• _What the exercise asks_
Could you reproduce the records from the line with "Could you provide the mask of every instance of the black" through the end of the records, substituting "dog" for "puppy" and keeping everything else the same? Give only those lines, and leave out the pictures.

· · ·

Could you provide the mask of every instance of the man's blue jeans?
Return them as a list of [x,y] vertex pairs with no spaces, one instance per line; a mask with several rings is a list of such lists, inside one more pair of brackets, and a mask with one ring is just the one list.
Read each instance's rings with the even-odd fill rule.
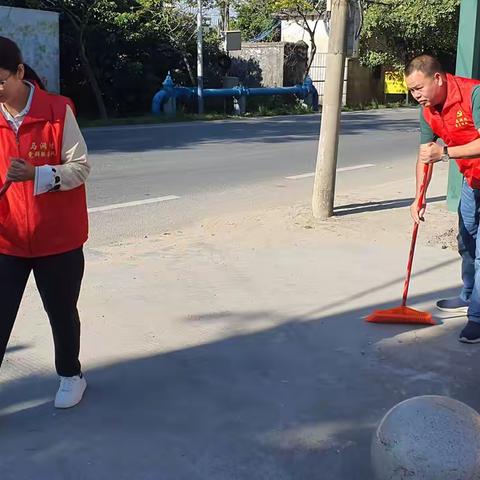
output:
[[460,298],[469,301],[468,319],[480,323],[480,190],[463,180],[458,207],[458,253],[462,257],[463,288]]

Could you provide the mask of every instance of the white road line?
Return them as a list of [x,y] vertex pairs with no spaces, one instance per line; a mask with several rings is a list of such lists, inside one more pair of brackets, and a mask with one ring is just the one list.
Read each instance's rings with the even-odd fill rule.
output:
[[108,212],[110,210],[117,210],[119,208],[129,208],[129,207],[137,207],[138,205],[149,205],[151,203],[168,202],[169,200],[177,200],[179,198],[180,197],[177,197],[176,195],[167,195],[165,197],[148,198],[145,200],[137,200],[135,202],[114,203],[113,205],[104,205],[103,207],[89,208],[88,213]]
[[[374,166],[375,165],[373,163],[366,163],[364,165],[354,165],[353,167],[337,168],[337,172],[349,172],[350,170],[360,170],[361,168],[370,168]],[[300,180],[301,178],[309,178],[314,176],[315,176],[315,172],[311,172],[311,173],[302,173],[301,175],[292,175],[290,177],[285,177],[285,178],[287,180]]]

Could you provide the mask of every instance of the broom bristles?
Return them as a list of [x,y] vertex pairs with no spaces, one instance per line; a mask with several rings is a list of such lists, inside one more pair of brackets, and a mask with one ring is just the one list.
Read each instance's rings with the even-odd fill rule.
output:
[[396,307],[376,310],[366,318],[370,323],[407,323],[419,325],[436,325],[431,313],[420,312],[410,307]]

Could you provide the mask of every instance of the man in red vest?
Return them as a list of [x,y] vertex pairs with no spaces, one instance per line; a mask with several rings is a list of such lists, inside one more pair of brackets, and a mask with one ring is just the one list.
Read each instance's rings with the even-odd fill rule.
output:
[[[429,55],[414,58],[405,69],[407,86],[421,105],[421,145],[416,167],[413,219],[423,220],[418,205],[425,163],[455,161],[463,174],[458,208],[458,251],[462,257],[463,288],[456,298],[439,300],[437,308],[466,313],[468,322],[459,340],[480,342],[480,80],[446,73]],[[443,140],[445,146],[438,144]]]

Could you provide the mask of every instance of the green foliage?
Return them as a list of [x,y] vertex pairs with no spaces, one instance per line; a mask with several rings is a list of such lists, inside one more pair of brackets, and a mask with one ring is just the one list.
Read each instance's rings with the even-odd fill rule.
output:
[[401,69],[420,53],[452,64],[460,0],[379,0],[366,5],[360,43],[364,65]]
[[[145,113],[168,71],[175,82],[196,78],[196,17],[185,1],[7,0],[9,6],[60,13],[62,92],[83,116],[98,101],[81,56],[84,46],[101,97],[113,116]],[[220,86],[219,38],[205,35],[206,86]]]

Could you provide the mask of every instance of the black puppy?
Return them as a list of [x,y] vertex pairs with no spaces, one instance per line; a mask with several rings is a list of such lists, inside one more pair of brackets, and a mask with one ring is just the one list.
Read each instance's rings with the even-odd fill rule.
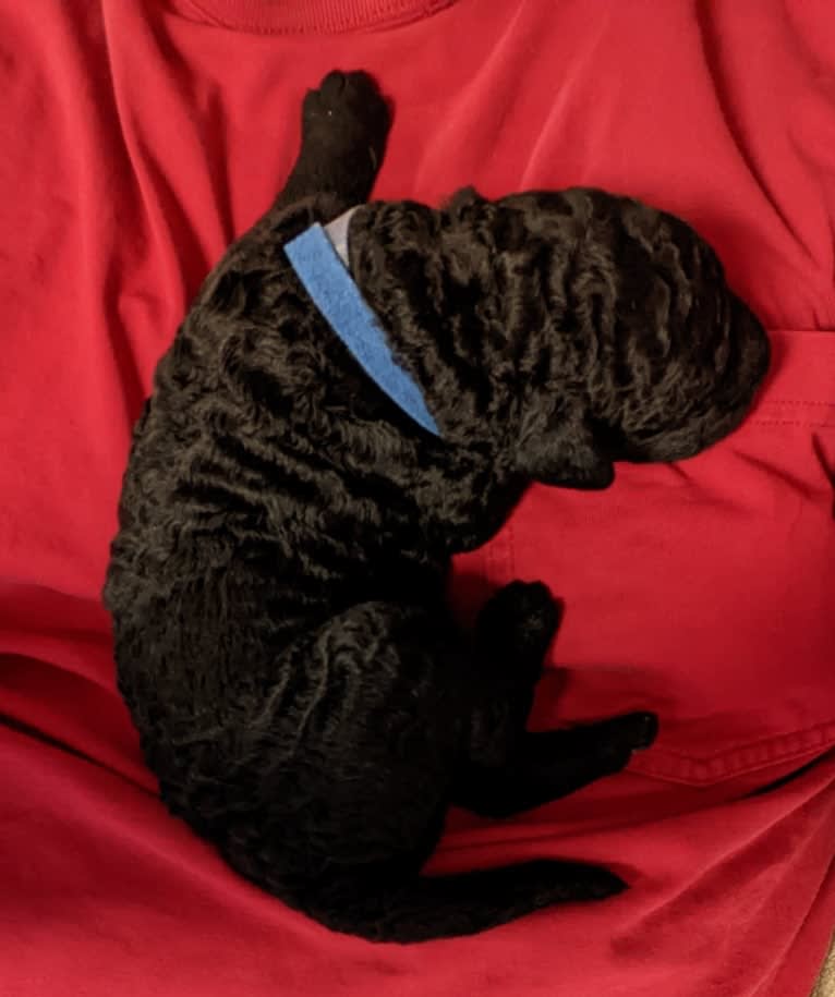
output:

· · ·

• _Task solution_
Could you provide the mask of every instance of the black dog?
Return them as a list of [x,y] vertex pairs with no spaces, one instance per line; a mask with several rings is a list of such lists, inside one more pair of brackets, and a mask with one ring is just the one list.
Read each instance's rings with the even-odd fill rule.
output:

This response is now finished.